> **Given problem**: Go through the records and give each one again exactly.

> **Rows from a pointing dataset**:
++++
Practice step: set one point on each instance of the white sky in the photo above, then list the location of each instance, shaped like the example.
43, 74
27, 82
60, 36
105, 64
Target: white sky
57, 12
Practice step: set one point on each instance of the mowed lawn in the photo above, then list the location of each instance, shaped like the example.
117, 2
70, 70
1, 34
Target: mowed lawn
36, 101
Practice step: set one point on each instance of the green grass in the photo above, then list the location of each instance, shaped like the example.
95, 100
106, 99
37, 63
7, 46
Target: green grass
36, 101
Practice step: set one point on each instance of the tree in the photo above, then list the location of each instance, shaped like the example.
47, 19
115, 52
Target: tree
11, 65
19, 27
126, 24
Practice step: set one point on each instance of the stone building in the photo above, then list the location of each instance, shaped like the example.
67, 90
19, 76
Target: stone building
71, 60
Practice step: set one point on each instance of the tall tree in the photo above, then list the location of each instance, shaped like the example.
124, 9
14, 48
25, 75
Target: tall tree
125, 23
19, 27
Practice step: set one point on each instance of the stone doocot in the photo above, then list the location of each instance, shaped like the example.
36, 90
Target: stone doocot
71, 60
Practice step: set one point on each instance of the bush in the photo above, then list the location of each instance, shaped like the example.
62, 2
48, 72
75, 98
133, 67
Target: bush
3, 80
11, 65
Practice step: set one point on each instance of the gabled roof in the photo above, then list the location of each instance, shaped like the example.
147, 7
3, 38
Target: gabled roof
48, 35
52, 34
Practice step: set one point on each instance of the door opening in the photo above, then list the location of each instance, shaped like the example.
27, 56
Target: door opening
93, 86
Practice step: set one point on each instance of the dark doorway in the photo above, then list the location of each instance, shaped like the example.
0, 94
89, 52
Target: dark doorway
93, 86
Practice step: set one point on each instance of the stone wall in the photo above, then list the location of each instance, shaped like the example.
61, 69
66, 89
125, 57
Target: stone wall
++++
> **Response to this exercise**:
Practice step: set one point on each instance of the white sky in the photo above, then list the location of each instance, shaped like the example.
43, 74
27, 82
60, 36
105, 64
Target: white sky
57, 12
Practice step: set one point on each instance of the mowed lawn in the photo above, then list the location of each instance, shaped like the example.
117, 2
70, 70
1, 34
Target: mowed lawn
36, 101
Practice step: set one point on each instance of the green grass in the photo above, then list the location of each instance, shaped like the example.
95, 100
106, 99
37, 63
7, 46
Target: green grass
36, 101
Practice step: set one point on each instance of the tree in the photo above, then list the location of each instance, shaped like the example.
47, 19
115, 52
Target: tree
11, 65
19, 27
126, 24
Practice step: set one point on each instance of the stone building in the photo above, then list the location of each instance, shaped like the example.
67, 90
19, 76
Target: stone building
71, 60
Practice step: set one point on each instance of the tall tree in the photo above, then list the location of each instance, shaped like the example.
124, 9
14, 48
25, 75
Target: tall tree
125, 23
19, 27
Practice step: set one point on each instance of the stone doocot in the photo above, then list the location of each instance, shaped like the example.
36, 90
Target: stone doocot
71, 60
Practice step: set one point on each instance of the bush in the photo above, then list the location of each instance, shaped like the example.
62, 2
48, 72
75, 98
133, 67
Target: bush
3, 80
11, 65
Practice step: set one point on each instance of the gabled roof in the photo above, then list the location of each instance, shaped like the example.
147, 7
3, 38
Target: gabled roof
48, 35
52, 34
Practice step: set one point on each instance of the door opening in the photo above, then list the location of each instance, shaped like the example.
27, 56
Target: door opening
93, 86
Practice step: set one point on each instance of the dark doorway in the photo above, then list the location of each instance, shaped like the example.
0, 94
89, 52
Target: dark doorway
93, 86
Practice step: set one point on each instance of the stone wall in the photo above, then list the location of each instance, shaped like the example.
61, 69
66, 89
125, 57
Target: stone wall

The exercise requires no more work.